--- What needs to be done ---
Output every line below without omitting or altering anything.

--- Data provided ---
:::::

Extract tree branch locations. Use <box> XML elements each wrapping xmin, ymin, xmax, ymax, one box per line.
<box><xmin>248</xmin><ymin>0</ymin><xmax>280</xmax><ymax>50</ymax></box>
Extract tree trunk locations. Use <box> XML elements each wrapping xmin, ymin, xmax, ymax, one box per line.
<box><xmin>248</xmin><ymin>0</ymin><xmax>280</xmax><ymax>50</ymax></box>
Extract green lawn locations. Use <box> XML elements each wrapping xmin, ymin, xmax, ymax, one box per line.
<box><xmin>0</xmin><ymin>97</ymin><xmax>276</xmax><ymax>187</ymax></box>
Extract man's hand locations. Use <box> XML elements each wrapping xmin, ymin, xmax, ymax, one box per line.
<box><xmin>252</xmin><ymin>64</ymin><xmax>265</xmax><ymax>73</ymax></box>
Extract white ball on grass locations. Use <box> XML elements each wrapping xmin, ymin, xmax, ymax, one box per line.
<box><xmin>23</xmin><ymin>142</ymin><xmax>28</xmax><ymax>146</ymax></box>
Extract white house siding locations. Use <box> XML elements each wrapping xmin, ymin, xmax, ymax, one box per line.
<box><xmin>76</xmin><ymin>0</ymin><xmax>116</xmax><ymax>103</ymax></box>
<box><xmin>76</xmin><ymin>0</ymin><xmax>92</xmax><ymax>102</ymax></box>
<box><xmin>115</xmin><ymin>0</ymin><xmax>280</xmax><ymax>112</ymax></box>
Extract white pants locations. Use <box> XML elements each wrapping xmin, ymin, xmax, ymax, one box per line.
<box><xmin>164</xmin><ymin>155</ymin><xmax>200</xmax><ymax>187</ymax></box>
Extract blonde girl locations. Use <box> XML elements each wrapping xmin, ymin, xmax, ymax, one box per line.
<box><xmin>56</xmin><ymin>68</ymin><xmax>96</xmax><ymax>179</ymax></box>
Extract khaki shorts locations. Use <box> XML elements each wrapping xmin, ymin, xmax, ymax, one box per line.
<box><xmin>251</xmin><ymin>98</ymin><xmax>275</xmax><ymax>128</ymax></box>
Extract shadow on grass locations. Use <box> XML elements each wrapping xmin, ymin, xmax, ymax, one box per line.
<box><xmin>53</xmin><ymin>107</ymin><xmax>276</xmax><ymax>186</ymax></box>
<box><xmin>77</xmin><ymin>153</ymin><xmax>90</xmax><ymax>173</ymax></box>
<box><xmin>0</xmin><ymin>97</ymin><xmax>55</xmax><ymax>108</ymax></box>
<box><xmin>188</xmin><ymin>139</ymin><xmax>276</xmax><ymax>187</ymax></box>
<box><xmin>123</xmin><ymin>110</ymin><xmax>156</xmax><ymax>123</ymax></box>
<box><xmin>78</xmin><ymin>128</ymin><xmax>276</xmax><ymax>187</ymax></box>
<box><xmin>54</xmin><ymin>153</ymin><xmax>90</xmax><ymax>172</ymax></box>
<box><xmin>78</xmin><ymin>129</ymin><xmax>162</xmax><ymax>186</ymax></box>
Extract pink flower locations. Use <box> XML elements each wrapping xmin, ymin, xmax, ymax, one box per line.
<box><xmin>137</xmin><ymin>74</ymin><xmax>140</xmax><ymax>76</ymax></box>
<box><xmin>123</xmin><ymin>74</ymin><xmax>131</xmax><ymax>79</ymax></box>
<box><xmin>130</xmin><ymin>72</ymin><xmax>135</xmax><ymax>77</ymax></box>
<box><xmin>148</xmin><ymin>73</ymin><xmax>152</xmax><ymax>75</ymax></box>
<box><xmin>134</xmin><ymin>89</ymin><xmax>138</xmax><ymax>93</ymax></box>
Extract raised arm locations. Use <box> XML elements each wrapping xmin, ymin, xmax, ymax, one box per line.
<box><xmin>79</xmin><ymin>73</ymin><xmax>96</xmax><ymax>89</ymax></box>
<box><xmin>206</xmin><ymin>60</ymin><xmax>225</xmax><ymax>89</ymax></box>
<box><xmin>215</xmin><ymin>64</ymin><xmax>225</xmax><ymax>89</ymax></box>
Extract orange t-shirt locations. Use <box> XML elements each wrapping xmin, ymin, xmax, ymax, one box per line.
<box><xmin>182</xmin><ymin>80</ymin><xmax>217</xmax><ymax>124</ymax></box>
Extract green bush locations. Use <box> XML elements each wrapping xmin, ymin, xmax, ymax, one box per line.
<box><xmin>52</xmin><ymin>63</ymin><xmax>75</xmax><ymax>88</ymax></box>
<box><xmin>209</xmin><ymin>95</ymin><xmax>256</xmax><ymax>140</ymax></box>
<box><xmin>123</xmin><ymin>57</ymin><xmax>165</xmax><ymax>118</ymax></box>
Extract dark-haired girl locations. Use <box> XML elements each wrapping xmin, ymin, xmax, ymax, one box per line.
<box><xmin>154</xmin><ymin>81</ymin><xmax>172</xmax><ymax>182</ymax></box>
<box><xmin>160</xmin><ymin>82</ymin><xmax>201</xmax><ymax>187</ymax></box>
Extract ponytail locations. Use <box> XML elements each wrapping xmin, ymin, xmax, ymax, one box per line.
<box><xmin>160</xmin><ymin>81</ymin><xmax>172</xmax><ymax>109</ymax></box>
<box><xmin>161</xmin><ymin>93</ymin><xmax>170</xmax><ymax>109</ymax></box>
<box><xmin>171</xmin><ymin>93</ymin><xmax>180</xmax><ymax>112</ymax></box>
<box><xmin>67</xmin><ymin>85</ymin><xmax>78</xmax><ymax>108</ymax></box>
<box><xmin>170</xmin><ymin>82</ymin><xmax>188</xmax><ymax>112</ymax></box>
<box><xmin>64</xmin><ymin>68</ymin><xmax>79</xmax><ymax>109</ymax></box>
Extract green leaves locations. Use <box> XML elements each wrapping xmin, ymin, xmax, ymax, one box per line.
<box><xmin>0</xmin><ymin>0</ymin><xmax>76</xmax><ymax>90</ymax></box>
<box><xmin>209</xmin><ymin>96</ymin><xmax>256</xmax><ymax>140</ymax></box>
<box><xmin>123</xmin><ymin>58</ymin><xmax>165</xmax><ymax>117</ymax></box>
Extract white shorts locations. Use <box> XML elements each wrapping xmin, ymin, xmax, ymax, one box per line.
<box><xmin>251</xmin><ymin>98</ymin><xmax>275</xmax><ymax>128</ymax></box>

:::::

--- Exercise result ---
Extract tree branch locations. Use <box> XML elements each wrapping xmin, ymin, xmax, ymax, one box per line.
<box><xmin>248</xmin><ymin>0</ymin><xmax>280</xmax><ymax>50</ymax></box>
Extract tree trunk locations. Use <box> XML elements each wrapping xmin, ymin, xmax, ymax, one box per line.
<box><xmin>248</xmin><ymin>0</ymin><xmax>280</xmax><ymax>50</ymax></box>
Extract green lawn locations. Use <box> XML elements each wrapping xmin, ymin, xmax, ymax, one box per line.
<box><xmin>0</xmin><ymin>97</ymin><xmax>276</xmax><ymax>187</ymax></box>
Extract man's hand locations. Use <box> XML elements each wrapping xmin, ymin, xmax, ymax, one box per line.
<box><xmin>252</xmin><ymin>64</ymin><xmax>265</xmax><ymax>73</ymax></box>
Extract white ball on grass locations. Use <box> XML elements each wrapping xmin, ymin, xmax, ymax, one box per line.
<box><xmin>23</xmin><ymin>142</ymin><xmax>28</xmax><ymax>146</ymax></box>
Extract white house siding locations. Use <box> XML elements each wrapping xmin, ymin, xmax, ymax, one box per line.
<box><xmin>76</xmin><ymin>0</ymin><xmax>116</xmax><ymax>103</ymax></box>
<box><xmin>76</xmin><ymin>0</ymin><xmax>92</xmax><ymax>102</ymax></box>
<box><xmin>115</xmin><ymin>0</ymin><xmax>280</xmax><ymax>112</ymax></box>
Extract white pants locations. Use <box> XML elements each wrapping xmin, ymin, xmax, ymax, one box per line.
<box><xmin>164</xmin><ymin>155</ymin><xmax>200</xmax><ymax>187</ymax></box>
Extract blonde girl locations. Use <box> XML elements each wrapping xmin, ymin, xmax, ymax, one box per line.
<box><xmin>56</xmin><ymin>68</ymin><xmax>96</xmax><ymax>179</ymax></box>
Extract khaki shorts locations. Use <box> XML elements each wrapping xmin, ymin, xmax, ymax, one box per line.
<box><xmin>251</xmin><ymin>98</ymin><xmax>275</xmax><ymax>128</ymax></box>
Extract shadow on grass locations. Use <box> XML elements each wrapping xmin, ymin, xmax, ymax, one box per line.
<box><xmin>53</xmin><ymin>107</ymin><xmax>276</xmax><ymax>186</ymax></box>
<box><xmin>77</xmin><ymin>153</ymin><xmax>90</xmax><ymax>173</ymax></box>
<box><xmin>0</xmin><ymin>97</ymin><xmax>55</xmax><ymax>108</ymax></box>
<box><xmin>188</xmin><ymin>139</ymin><xmax>276</xmax><ymax>187</ymax></box>
<box><xmin>123</xmin><ymin>110</ymin><xmax>156</xmax><ymax>123</ymax></box>
<box><xmin>78</xmin><ymin>128</ymin><xmax>276</xmax><ymax>187</ymax></box>
<box><xmin>54</xmin><ymin>153</ymin><xmax>90</xmax><ymax>172</ymax></box>
<box><xmin>78</xmin><ymin>129</ymin><xmax>162</xmax><ymax>186</ymax></box>
Extract pink flower locations. Use <box> XML elements each wrapping xmin, ymin, xmax, ymax, one box per line.
<box><xmin>137</xmin><ymin>74</ymin><xmax>140</xmax><ymax>76</ymax></box>
<box><xmin>123</xmin><ymin>74</ymin><xmax>131</xmax><ymax>79</ymax></box>
<box><xmin>130</xmin><ymin>72</ymin><xmax>135</xmax><ymax>77</ymax></box>
<box><xmin>148</xmin><ymin>73</ymin><xmax>152</xmax><ymax>75</ymax></box>
<box><xmin>134</xmin><ymin>89</ymin><xmax>138</xmax><ymax>93</ymax></box>
Extract raised arm locations. Use <box> XML elements each wrapping xmin, ymin, xmax, ymax, one box per line.
<box><xmin>79</xmin><ymin>73</ymin><xmax>96</xmax><ymax>89</ymax></box>
<box><xmin>206</xmin><ymin>60</ymin><xmax>225</xmax><ymax>89</ymax></box>
<box><xmin>215</xmin><ymin>64</ymin><xmax>225</xmax><ymax>89</ymax></box>
Extract orange t-shirt locations. Use <box> XML elements each wrapping xmin, ymin, xmax, ymax, one box per line.
<box><xmin>182</xmin><ymin>80</ymin><xmax>217</xmax><ymax>124</ymax></box>
Extract green bush locations. Use <box> XML elements each wrapping xmin, ymin, xmax, ymax, one box per line.
<box><xmin>52</xmin><ymin>63</ymin><xmax>75</xmax><ymax>88</ymax></box>
<box><xmin>209</xmin><ymin>95</ymin><xmax>256</xmax><ymax>140</ymax></box>
<box><xmin>123</xmin><ymin>57</ymin><xmax>165</xmax><ymax>118</ymax></box>
Extract dark-haired girl locations. Use <box> XML elements each wrapping xmin, ymin, xmax, ymax, one box per line.
<box><xmin>154</xmin><ymin>81</ymin><xmax>172</xmax><ymax>182</ymax></box>
<box><xmin>160</xmin><ymin>82</ymin><xmax>201</xmax><ymax>187</ymax></box>
Extract ponytail locations. Use <box> XML elements each wrapping xmin, ymin, xmax, ymax, one box per line.
<box><xmin>160</xmin><ymin>81</ymin><xmax>172</xmax><ymax>109</ymax></box>
<box><xmin>161</xmin><ymin>93</ymin><xmax>170</xmax><ymax>109</ymax></box>
<box><xmin>171</xmin><ymin>93</ymin><xmax>180</xmax><ymax>112</ymax></box>
<box><xmin>67</xmin><ymin>85</ymin><xmax>78</xmax><ymax>108</ymax></box>
<box><xmin>170</xmin><ymin>82</ymin><xmax>188</xmax><ymax>112</ymax></box>
<box><xmin>64</xmin><ymin>68</ymin><xmax>79</xmax><ymax>109</ymax></box>
Extract green leaves locations. Use <box> XML elements each wrapping xmin, ymin, xmax, ymax, one box per line.
<box><xmin>0</xmin><ymin>0</ymin><xmax>76</xmax><ymax>90</ymax></box>
<box><xmin>209</xmin><ymin>96</ymin><xmax>256</xmax><ymax>140</ymax></box>
<box><xmin>123</xmin><ymin>58</ymin><xmax>165</xmax><ymax>117</ymax></box>
Extract white shorts locations. Use <box> XML elements each wrapping xmin, ymin, xmax, ymax, one box per line.
<box><xmin>251</xmin><ymin>98</ymin><xmax>275</xmax><ymax>128</ymax></box>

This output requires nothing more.